SET TASK A
In the Hamlet podcast transcript, what did the speaker's father reply when asked whether he'd like to see the new film version of Hamlet?
SET TASK B
Write the next part of the Hamlet podcast transcript, picking up right after its last line.

PASSAGE GIVEN
--
HoP 426 - A Face Without a Heart - Shakespeare’s Hamlet and Individualism

History of Philosophy Without Any Gaps

Peter Adamson

Philosophy, Society & Culture, Society & Culture:philosophy

4.71.9K Ratings

🗓️ 23 July 2023

⏱️ 21 minutes

🧾️ Download transcript

Summary

How the Renaissance turn towards individual identity is reflected in Shakespeare's most famous play.

Transcript

Click on a timestamp to play from that location

0:00.0

Hi, I'm Peter Adamson and you're listening to The History of Philosophy Podcast, brought to you with the support of the philosophy department at King's College London and the LMU and Munich, online at historyofphilosophy.net.

0:26.0

Today's episode, a face without a heart, Shakespeare's Hamlet and Individualism.

0:34.0

Some years ago, a new film version of Hamlet was released and my mother asked my father whether he'd like to go see it.

0:40.0

Don't think so, he replied, I've already seen Hamlet. She found this attitude preposterous, but I sort of know what he means.

0:47.0

I've seen the play performed live and it does suffer from an excess of familiarity.

0:52.0

Even if the actors are wonderful, it's a real challenge to hear its many famous lines as anything but well-known quotations, less like a drama than a compilation of Shakespeare's greatest hits.

1:03.0

And if you're philosophically minded, you may have a further problem, which is that you'll keep getting distracted by thoughts about metaphysics, effects, and epistemology.

1:12.0

It's striking how many of the famous passages invoke philosophical ideas.

1:17.0

Even once you get past the ten-word distillation of existentialism to be or not to be, that is the question,

1:23.0

there are such recognizable philosophical one-liners as, there is nothing either good or bad but thinking makes it so.
--
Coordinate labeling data

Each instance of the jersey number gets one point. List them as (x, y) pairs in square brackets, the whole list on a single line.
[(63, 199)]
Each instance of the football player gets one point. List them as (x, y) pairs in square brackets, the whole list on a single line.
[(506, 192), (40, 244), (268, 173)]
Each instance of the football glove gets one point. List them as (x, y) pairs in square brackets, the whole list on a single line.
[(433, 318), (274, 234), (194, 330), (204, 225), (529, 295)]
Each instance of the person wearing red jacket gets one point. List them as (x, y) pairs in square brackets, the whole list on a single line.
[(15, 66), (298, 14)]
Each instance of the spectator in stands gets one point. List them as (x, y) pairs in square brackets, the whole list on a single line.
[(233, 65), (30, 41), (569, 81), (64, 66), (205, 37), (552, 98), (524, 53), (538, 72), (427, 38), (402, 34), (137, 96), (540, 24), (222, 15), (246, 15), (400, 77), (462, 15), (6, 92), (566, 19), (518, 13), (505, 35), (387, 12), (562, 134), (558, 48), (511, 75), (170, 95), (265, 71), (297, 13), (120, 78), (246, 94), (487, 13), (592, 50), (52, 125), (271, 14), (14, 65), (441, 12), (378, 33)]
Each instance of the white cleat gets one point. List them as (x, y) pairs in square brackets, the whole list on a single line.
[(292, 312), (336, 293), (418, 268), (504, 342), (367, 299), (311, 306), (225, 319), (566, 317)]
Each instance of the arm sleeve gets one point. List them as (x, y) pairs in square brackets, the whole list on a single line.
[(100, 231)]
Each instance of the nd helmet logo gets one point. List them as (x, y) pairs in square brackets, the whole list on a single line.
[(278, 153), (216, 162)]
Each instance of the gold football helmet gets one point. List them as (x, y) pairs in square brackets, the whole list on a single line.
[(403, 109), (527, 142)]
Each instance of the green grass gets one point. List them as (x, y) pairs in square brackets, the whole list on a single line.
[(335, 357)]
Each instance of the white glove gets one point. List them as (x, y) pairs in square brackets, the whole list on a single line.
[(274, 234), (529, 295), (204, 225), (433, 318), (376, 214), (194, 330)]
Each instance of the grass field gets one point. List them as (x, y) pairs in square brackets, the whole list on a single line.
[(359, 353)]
--
FINAL RESULT A
He said, "Don't think so," because he had already seen Hamlet.

FINAL RESULT B
1:30.0

What a piece of work is a man, be cruel only to be kind, and there is special providence in the fall of a sparrow.

1:39.0

I think there's a good reason for this, which is that Hamlet himself is philosophically minded.

1:44.0

He is, after all, a university student, and I have a pretty good idea what his major might be.

1:49.0

His irony, detachment, and reflectivity make him one of the great characters of literature, and so it's often said, a distinctively modern character.

1:58.0

But these same features make him pretty useless when it comes to the task he's meant to be performing, namely seeking revenge by killing his uncle, the new king Claudius.

2:08.0

This is a play that is mostly about failure to act, which might seem like a dramatic flaw, but since this is Shakespeare, of course, it isn't.

2:16.0

He was recycling an existing story about a prince who feigns madness as part of a plan to seek revenge against his uncle.

2:23.0

Face with the narrative problem of how to keep the audience interested, even though they know that the climactic revenge will be exacted only at the end,

2:31.0

Shakespeare decided to make his hero's procrastination a theme in its own right.

2:36.0

Rather than simply putting practical obstacles in his way, he would explore the psychology of a young man who cannot bring himself to act.

2:44.0

Hence, the self-conscious nature of the play, its habit of drawing attention to its own theatricality.

2:49.0

Hamlet is a man who has been miscast in his own story.

...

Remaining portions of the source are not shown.